* _Exercise instructions_
Extract each line of the records below that contains the word "gray", copying every such line in full.

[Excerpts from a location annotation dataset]
* Begin *
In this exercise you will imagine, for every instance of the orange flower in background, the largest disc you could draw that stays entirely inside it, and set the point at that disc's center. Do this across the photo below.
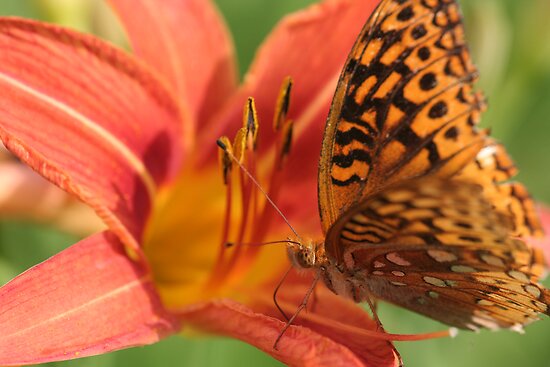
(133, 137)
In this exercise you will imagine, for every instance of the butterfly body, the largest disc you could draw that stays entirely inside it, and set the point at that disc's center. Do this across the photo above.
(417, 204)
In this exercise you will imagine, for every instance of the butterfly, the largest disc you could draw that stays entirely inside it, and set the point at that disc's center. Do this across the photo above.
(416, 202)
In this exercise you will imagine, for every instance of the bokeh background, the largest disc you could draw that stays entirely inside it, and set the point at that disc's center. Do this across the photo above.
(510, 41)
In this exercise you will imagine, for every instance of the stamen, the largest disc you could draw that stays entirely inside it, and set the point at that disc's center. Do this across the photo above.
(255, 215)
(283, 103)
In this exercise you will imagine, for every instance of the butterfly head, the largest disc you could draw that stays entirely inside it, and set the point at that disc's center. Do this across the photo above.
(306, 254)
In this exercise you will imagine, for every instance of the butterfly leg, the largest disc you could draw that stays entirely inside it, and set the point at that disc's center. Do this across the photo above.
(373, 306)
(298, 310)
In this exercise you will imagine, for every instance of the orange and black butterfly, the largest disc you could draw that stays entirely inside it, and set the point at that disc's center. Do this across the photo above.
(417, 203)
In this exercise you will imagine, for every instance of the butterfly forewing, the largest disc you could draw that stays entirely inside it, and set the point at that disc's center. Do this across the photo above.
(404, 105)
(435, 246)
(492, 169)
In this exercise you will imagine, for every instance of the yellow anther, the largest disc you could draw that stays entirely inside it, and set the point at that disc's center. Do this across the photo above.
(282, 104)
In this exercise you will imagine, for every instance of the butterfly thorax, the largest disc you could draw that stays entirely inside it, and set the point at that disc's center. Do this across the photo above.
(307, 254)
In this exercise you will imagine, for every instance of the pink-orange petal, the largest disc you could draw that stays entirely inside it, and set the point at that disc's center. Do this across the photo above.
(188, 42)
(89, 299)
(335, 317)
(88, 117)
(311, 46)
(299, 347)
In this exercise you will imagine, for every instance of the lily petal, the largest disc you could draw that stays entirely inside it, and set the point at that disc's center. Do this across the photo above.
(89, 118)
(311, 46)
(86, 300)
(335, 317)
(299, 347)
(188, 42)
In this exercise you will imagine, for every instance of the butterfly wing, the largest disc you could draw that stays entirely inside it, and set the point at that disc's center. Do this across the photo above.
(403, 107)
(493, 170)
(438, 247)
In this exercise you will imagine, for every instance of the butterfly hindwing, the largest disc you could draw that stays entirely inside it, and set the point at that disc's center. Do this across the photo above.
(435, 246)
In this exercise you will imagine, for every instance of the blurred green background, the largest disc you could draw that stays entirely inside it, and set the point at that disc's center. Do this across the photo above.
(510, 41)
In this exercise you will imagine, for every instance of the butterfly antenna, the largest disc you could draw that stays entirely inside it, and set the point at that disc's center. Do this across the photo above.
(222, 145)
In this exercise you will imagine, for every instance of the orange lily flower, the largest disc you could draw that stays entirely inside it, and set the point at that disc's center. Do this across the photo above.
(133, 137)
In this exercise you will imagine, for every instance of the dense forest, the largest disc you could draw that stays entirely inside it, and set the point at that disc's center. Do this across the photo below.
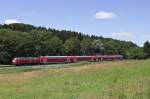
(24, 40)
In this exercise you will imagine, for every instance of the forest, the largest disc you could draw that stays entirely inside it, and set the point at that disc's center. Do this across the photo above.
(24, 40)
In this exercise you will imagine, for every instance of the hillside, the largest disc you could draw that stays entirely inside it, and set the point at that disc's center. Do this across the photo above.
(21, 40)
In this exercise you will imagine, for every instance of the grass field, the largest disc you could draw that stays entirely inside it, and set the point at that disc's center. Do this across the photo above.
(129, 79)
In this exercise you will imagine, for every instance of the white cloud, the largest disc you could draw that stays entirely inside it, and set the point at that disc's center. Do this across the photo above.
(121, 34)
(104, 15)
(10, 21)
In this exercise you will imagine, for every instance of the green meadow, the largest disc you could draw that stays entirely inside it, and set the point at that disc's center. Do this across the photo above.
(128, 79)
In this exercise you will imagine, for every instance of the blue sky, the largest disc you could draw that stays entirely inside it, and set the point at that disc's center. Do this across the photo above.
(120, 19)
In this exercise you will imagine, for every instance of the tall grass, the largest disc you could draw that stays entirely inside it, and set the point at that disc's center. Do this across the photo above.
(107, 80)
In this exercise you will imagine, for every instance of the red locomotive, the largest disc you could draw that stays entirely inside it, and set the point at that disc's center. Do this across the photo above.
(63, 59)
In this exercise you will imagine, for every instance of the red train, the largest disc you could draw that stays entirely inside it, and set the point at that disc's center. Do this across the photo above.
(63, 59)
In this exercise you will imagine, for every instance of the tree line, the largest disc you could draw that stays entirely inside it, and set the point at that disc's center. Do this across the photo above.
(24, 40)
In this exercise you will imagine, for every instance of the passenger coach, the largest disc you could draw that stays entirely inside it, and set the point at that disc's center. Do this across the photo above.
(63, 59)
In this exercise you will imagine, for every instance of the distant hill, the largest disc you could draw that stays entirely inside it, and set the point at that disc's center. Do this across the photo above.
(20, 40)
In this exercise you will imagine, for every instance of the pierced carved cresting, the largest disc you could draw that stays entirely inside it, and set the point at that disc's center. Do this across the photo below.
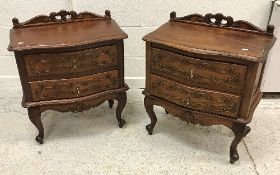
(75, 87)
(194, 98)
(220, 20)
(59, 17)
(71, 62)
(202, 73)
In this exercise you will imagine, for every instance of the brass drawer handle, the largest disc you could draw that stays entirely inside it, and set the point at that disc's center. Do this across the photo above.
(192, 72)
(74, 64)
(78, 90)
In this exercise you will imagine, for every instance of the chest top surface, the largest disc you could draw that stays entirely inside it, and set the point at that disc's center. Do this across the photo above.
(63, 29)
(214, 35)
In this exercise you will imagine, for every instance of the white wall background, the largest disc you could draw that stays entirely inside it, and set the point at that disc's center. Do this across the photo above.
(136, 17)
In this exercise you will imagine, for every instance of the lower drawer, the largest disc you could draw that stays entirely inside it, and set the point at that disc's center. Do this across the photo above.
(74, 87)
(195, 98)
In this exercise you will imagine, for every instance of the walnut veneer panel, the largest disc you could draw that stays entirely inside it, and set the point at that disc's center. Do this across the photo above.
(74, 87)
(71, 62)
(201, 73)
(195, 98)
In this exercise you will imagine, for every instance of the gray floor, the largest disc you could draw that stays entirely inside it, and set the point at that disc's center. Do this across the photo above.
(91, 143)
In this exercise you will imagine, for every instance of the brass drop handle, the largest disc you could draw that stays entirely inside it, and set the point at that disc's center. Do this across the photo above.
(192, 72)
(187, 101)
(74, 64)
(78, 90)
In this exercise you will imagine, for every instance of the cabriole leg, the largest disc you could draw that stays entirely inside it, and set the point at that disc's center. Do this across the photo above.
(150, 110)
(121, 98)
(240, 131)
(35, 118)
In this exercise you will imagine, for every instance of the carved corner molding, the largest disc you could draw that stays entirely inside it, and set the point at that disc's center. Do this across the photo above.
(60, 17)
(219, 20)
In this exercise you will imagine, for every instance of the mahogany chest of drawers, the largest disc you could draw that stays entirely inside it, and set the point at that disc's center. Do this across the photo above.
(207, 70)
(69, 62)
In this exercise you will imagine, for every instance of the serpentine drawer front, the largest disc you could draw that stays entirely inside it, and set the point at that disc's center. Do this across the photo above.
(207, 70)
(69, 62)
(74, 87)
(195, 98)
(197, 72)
* End *
* Begin *
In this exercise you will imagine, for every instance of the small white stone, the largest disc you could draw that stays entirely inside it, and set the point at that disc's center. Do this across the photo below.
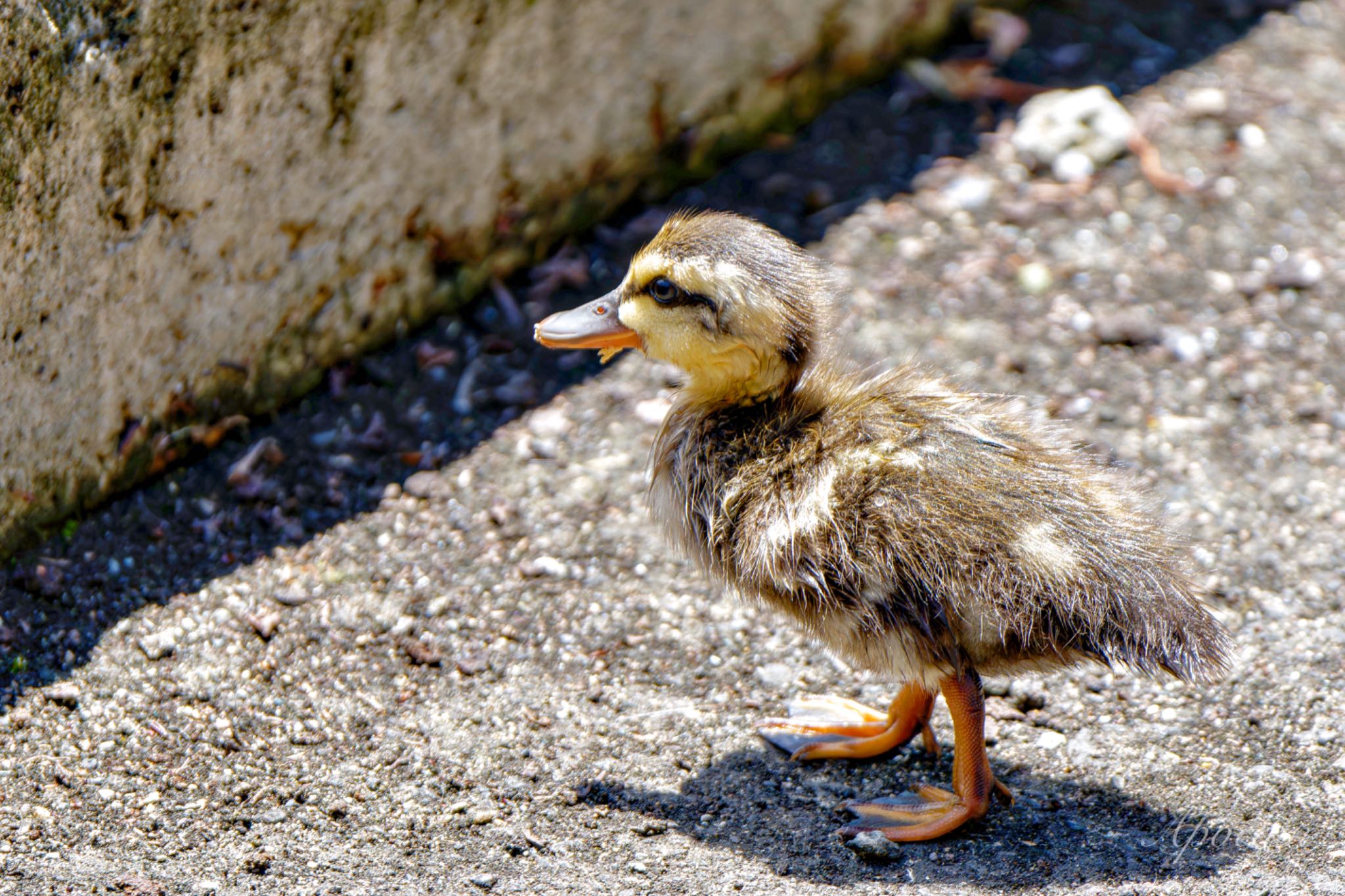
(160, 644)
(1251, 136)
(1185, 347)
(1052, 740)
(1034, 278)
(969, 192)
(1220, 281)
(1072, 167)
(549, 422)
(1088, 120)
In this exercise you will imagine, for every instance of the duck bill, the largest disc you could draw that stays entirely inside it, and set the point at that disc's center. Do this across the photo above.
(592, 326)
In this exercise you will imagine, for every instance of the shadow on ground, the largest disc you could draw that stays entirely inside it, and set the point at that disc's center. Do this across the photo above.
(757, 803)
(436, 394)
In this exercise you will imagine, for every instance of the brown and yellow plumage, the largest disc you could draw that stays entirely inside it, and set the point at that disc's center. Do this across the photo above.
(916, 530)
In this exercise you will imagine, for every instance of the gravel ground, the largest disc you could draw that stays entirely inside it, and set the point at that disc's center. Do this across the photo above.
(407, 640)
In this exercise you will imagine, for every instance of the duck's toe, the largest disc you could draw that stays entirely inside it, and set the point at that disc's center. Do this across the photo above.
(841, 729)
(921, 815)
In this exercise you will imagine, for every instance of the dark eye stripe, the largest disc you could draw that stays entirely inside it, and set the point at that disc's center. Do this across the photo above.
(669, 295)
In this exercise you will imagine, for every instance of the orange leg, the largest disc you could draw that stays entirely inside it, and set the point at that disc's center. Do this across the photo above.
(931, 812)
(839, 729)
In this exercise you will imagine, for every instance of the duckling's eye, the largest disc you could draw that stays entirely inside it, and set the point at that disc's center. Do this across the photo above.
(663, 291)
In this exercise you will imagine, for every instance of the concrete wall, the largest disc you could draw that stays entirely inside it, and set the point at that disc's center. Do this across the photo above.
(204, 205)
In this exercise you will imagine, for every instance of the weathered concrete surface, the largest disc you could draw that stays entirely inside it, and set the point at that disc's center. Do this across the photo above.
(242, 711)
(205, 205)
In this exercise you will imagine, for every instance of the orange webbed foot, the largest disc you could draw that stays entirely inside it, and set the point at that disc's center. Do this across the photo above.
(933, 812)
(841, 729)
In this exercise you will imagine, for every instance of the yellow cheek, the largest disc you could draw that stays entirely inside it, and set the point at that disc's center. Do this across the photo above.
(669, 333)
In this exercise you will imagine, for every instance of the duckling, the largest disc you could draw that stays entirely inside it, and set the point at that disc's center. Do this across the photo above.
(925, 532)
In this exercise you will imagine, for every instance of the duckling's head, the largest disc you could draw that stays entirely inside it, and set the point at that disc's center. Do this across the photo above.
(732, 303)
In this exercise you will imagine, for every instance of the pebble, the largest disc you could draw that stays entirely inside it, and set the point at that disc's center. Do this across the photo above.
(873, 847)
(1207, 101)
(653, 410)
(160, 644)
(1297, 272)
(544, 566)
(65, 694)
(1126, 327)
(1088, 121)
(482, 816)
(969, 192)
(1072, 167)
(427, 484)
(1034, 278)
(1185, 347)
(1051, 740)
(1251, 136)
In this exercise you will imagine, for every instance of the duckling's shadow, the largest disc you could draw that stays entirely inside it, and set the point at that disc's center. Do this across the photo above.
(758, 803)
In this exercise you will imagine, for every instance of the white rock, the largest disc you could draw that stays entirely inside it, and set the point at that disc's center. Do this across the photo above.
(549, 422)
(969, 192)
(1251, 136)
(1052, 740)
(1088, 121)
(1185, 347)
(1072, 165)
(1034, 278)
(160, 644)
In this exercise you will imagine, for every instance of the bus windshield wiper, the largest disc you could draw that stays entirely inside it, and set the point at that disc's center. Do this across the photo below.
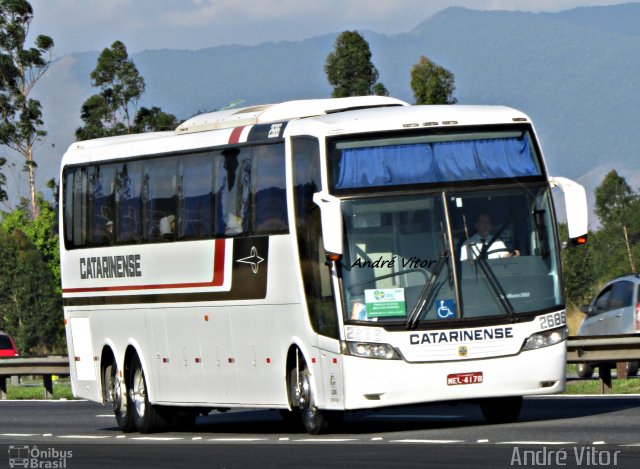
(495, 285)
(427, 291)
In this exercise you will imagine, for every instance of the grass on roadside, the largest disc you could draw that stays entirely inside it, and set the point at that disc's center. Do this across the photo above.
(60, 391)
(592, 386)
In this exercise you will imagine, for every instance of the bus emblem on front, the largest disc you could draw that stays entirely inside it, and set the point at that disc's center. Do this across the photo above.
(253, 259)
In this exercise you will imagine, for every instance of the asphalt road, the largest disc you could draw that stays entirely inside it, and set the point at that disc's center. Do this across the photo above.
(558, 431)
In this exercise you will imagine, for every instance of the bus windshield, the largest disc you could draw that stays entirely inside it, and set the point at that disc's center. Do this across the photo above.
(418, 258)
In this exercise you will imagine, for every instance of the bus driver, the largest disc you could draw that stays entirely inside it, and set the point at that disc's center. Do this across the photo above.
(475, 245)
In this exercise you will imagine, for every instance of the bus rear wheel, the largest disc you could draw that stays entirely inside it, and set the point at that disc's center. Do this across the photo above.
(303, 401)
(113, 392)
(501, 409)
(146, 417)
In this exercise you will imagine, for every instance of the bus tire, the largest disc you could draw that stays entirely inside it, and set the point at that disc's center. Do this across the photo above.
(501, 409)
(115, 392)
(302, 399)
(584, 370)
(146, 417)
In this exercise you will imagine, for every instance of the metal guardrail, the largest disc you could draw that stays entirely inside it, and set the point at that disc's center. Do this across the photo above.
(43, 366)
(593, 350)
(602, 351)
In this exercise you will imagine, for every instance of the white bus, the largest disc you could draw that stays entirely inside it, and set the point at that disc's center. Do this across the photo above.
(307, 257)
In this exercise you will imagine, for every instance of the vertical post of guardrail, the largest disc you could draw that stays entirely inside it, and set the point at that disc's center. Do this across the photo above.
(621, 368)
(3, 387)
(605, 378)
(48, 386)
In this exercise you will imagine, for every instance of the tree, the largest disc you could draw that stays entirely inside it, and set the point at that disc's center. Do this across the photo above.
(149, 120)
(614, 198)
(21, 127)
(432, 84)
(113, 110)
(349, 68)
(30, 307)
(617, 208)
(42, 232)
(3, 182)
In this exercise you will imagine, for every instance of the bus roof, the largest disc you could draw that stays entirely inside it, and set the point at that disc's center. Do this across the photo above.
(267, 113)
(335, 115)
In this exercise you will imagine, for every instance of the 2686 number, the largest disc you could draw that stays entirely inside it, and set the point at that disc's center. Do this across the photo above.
* End *
* _Right answer_
In this exercise you will imagine, for every instance of the gray floor, the largest disc you could draw that stays entirely inside it, and set the point at that disc's center. Do this across the photo above.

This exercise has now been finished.